Listed records:
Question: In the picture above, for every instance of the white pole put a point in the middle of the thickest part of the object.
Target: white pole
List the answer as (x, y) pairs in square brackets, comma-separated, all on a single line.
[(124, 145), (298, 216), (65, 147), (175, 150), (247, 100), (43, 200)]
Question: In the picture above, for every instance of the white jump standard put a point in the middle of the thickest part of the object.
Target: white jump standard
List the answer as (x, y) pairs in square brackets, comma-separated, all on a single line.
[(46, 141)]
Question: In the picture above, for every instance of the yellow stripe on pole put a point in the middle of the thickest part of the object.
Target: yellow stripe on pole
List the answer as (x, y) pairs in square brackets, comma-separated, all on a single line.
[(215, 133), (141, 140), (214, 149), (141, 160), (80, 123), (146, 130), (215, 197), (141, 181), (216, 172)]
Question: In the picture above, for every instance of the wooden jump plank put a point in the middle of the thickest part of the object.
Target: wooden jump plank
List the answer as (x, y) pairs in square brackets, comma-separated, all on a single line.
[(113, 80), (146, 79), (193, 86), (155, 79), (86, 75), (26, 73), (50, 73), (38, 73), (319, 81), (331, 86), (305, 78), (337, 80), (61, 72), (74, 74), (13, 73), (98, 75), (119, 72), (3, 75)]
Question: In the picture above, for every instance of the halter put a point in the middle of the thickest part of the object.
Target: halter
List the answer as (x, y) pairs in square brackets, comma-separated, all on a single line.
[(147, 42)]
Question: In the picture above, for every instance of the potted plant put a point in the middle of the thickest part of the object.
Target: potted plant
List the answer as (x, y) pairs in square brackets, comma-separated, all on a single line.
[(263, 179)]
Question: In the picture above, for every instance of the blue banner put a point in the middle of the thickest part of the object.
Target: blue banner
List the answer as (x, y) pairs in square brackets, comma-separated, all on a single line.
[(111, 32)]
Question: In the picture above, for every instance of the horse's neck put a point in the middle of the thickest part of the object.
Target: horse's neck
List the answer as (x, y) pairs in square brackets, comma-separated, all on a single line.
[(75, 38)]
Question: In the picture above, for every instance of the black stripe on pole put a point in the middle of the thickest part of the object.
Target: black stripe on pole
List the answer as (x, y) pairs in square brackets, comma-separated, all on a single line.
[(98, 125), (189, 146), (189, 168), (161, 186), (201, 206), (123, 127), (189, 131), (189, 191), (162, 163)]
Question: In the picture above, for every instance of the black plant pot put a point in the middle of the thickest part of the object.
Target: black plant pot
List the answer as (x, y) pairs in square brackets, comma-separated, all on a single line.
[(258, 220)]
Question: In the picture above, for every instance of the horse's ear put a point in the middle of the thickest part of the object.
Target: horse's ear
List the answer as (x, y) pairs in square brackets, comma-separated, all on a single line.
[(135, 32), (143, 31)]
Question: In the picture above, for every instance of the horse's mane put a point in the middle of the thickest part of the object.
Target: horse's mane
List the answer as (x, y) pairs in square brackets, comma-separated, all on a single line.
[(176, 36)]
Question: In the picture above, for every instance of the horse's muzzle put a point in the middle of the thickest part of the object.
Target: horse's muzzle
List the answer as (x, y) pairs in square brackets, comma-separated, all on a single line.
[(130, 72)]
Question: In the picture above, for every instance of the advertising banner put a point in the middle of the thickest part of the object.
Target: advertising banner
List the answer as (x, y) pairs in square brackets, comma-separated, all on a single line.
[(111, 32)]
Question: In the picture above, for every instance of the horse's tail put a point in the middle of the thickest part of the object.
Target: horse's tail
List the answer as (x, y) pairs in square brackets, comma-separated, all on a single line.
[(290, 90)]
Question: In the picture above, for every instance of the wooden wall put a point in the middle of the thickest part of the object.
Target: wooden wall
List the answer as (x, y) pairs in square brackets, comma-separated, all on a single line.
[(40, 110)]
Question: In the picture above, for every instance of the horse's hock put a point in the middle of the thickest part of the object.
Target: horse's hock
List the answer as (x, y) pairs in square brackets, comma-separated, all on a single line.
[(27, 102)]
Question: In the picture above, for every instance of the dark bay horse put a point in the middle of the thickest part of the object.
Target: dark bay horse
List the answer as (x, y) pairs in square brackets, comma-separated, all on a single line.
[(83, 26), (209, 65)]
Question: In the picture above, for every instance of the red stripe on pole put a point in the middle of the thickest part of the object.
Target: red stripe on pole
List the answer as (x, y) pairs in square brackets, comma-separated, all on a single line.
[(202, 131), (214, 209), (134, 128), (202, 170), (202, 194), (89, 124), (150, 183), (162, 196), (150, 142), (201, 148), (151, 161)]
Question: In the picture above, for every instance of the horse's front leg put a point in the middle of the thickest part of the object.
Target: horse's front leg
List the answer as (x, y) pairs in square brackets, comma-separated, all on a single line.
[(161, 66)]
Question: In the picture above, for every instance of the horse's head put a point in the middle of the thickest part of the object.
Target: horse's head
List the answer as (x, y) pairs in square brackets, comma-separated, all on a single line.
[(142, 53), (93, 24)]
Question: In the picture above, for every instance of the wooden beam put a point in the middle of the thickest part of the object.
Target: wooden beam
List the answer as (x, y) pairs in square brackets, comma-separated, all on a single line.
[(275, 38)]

Work to complete: Can you rewrite only the lines running from the one with "the black plant" up to and including the one with "[(130, 72)]", keeping every line including the requests, and add 131 to each coordinate value in the answers?

Exercise result:
Question: In the picture above, for every instance of the black plant pot put a point in the middle of the thickest part of the object.
Target: black plant pot
List the answer as (x, y) pairs in square brackets, comma-separated, all on a single line.
[(389, 351)]
Question: In the picture above, for every instance of the horse's ear put a point in the middle of the thickest part of the object.
Target: horse's ear
List the answer as (x, y) pairs in square brackets, comma-separated, all on a single line.
[(266, 163), (274, 162)]
Question: In the picture above, for every instance of the horse's mane put a point in the middle of the thickest part of the object.
Target: horse's mane
List the answer as (x, y) pairs in square brackets, comma-separated, all on a single line.
[(307, 167)]
Question: In the picture above, for every instance of the horse's muzzle put a point in the middle of the thickest part of the object.
Target: horse's muzzle
List the answer as (x, y) pairs in square brackets, comma-separated, all on a single line.
[(261, 203)]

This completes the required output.